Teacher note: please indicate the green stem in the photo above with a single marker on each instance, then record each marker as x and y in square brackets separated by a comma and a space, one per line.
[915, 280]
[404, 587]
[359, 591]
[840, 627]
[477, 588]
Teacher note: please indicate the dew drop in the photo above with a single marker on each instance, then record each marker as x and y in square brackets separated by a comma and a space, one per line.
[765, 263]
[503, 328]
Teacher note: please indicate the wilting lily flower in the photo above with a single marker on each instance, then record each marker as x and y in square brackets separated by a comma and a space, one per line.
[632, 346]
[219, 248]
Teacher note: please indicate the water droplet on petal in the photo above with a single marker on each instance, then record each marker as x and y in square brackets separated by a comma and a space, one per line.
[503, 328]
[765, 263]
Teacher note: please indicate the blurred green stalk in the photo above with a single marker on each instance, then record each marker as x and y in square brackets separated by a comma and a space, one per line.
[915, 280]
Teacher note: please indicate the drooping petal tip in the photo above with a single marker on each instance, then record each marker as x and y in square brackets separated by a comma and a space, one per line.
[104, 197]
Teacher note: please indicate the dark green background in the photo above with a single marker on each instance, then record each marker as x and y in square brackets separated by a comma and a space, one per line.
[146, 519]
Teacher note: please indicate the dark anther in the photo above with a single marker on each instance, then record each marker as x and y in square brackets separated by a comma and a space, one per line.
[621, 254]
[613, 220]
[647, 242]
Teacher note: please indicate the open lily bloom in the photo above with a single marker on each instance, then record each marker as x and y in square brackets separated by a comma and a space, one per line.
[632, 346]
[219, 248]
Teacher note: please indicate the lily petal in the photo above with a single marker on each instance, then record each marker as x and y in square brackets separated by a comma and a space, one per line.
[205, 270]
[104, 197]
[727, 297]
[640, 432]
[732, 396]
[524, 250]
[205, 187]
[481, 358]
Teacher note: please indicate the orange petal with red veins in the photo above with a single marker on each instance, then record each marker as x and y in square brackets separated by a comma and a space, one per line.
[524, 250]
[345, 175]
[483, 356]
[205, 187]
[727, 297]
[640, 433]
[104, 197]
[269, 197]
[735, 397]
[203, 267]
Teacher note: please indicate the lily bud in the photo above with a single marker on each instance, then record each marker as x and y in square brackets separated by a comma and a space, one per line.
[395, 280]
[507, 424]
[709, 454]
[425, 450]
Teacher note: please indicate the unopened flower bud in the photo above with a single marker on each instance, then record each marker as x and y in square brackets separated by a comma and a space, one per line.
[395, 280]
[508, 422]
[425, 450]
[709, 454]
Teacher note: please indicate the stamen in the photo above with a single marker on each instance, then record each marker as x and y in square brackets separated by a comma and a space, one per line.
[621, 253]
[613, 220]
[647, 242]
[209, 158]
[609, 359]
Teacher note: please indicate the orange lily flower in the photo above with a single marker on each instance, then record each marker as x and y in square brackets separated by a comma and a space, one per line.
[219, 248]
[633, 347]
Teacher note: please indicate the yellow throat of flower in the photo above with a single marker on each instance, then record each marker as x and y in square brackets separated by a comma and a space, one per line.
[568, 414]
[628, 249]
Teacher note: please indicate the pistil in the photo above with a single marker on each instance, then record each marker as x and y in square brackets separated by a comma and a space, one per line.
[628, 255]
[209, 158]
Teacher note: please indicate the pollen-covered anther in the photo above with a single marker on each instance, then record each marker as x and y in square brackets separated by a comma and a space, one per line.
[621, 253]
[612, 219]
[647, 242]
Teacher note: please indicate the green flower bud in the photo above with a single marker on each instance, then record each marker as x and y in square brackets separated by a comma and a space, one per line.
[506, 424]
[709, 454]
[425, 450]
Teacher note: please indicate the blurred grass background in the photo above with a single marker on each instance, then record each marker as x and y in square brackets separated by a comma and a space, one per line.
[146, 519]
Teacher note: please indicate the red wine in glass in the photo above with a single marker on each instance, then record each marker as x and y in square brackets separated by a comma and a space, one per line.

--------------------

The problem: Return the data from the top line through the bottom line exactly.

Result:
Teacher note: please indicate the green stem in the photo above with a single marker on each instance, then record each marker as x and y in square brackets separated by a comma and a space, one per line.
[915, 280]
[404, 587]
[359, 591]
[840, 627]
[477, 588]
Teacher note: please indicate the dew drop in the photo above with a single marker on each instance, then record each marker as x and y in square brackets separated by a comma and a space, one per line.
[765, 263]
[503, 328]
Teacher note: please indicate the wilting lily flower in the photo above with a single marker on each instance, then record each marker as x and y in square brackets separated by a comma and a space, one per line.
[632, 346]
[219, 248]
Teacher note: please indicate the water droplet on petal in the photo above with a single marker on each instance, then record each marker as x and y in square brackets separated by a comma and a space, one per line.
[503, 328]
[765, 263]
Teacher note: please indicate the blurred green stalk in the photo above with a single marker on each instance, then record each marker as x and y in square brackets separated by a comma and a space, one per line.
[915, 280]
Teacher note: please indicate the drooping petal tip in the photo above with a single marker on each instance, then record each marker as x and y in square brackets separated by a comma and a space, one per line.
[104, 197]
Teacher note: please indicate the dark green background in the photo above with a single marker on each instance, then record each marker as x and y in square brackets separated by a comma and a space, one per line.
[146, 519]
Teacher note: please indicate the dark anther in the photo above with a single marker on each instance, then record each marker as x and y in square brackets separated by a comma and a space, one per line.
[621, 254]
[613, 220]
[647, 242]
Teacher note: please indicate the open lily bloom in the photo above with a single marker on each instance, then record each marker as x and y in square brackets separated by a comma and a space, one per line.
[632, 346]
[219, 248]
Teacher note: please indicate the lily petal in the photo above with a single marker on each instance, then record each marker as x and y in square brackets separated by a comma and a space, one per line.
[205, 270]
[104, 197]
[727, 297]
[640, 432]
[732, 396]
[524, 250]
[205, 187]
[481, 358]
Teacher note: please indicate the orange petal with red veins in the photo above with a single marker on each instance, then record each marker as x and y in square brackets separated by a comma and a space, one per line.
[524, 250]
[345, 175]
[483, 356]
[205, 187]
[727, 297]
[640, 433]
[104, 197]
[269, 197]
[735, 397]
[203, 267]
Teacher note: please indicate the lily bud in the photo above with a single marker on each instance, then record each marker as x and y in square brackets separated by a comma and a space, one per line.
[395, 280]
[507, 424]
[709, 454]
[425, 450]
Teacher note: please indicate the unopened flower bud in the photo above with a single marker on each instance, then record each marker as x and y in square brackets separated by a comma and a space, one per line.
[395, 280]
[508, 422]
[425, 450]
[709, 454]
Teacher note: please indicate the stamen in the photo above with a single marker on each instance, then record each marker as x and y in square brackets separated by a comma and a space, one per line.
[621, 253]
[613, 220]
[647, 242]
[209, 158]
[609, 359]
Teacher note: please indicate the orange lily flower in the photo above with a single marker on each instance, then record each marker as x and y in square brackets separated by a comma and a space, one per line.
[219, 248]
[633, 347]
Teacher note: please indicate the yellow throat of flower in the photo above with a single marker on each instance, then record each marker as x and y in square brackets separated by a comma and a space, one per line.
[568, 414]
[628, 249]
Teacher note: please indicate the pistil in the photo above with a single marker on each instance, then record each marker as x and y in square brackets separated by a comma and a space, one per line.
[628, 255]
[209, 158]
Teacher note: please indicate the pollen-covered anther in the photo above with a single marker on each instance, then record each marker as x and y in square brackets separated by a comma and a space, one per line.
[621, 253]
[612, 219]
[647, 242]
Teacher note: please indicate the green flower bud in the photo above with a single marker on each instance, then record each marker as x and y in square brackets separated by a comma and a space, one per line.
[506, 424]
[709, 454]
[425, 450]
Teacher note: please indicate the blurred grass background in the photo above with a single marker on each instance, then record each marker as x and y in square brackets separated by a comma and a space, one per line.
[146, 519]
Teacher note: please indicate the red wine in glass in the photo above with a single marker on each instance, then record each marker as x and y in square brackets separated by a comma and a space, one per line.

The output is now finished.